About this exercise: Your task is to copy the stretch of lines in the records below that begins with the line containing "Check that every instance of the man's" and ends with the line containing "Check that every instance of the cable", exactly as written, with nothing added.

The data:
======
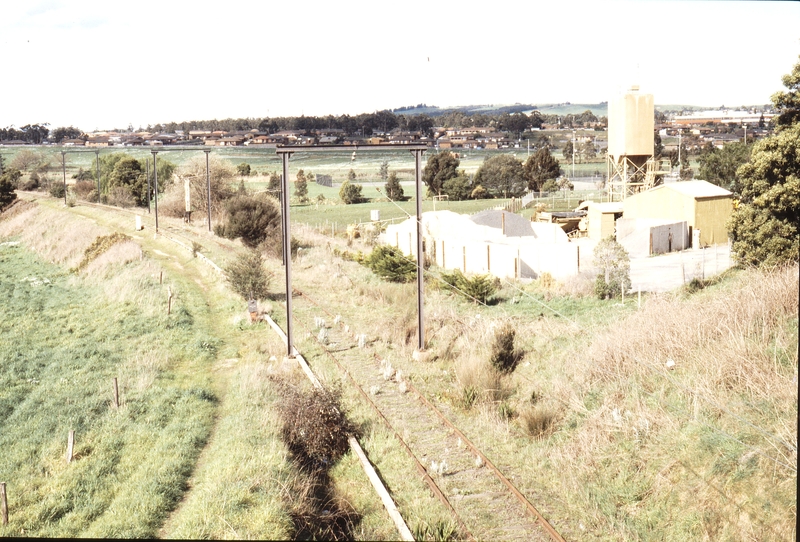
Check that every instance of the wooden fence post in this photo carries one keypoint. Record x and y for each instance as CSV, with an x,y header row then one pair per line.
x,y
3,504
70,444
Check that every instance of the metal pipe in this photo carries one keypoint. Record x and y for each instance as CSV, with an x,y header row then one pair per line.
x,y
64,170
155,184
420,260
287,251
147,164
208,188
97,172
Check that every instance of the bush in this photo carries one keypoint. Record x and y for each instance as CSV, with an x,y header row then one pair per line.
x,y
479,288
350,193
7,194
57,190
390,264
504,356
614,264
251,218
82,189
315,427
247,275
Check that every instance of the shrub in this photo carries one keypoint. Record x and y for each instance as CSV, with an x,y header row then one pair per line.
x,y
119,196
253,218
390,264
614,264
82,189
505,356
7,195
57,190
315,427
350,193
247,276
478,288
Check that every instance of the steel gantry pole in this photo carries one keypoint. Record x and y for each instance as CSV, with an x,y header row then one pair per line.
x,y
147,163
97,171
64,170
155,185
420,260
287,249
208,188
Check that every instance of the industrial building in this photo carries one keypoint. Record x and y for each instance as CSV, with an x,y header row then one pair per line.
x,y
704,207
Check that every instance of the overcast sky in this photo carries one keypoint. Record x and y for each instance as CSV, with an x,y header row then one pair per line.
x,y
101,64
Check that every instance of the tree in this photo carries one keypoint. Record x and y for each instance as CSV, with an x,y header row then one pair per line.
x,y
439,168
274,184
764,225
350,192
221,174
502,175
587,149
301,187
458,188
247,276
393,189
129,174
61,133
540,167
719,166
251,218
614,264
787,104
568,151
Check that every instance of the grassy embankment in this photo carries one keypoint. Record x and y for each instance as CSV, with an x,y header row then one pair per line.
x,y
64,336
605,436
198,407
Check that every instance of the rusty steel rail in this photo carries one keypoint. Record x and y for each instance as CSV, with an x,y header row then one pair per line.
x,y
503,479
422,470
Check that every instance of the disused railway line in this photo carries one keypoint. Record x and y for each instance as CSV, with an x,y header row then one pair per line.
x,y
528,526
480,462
======
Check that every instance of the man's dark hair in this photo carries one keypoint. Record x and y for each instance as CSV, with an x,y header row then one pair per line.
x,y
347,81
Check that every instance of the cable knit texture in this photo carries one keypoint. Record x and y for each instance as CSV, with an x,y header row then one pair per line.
======
Response area:
Check that every instance of the man's dark hair in this photo carries one keypoint. Record x and y for each instance as CSV, with an x,y header row then one pair per line.
x,y
347,81
Check that every instance of the cable knit texture in this photo carries one keypoint. Record x and y for each instance as CSV, with an x,y header row then one pair per line.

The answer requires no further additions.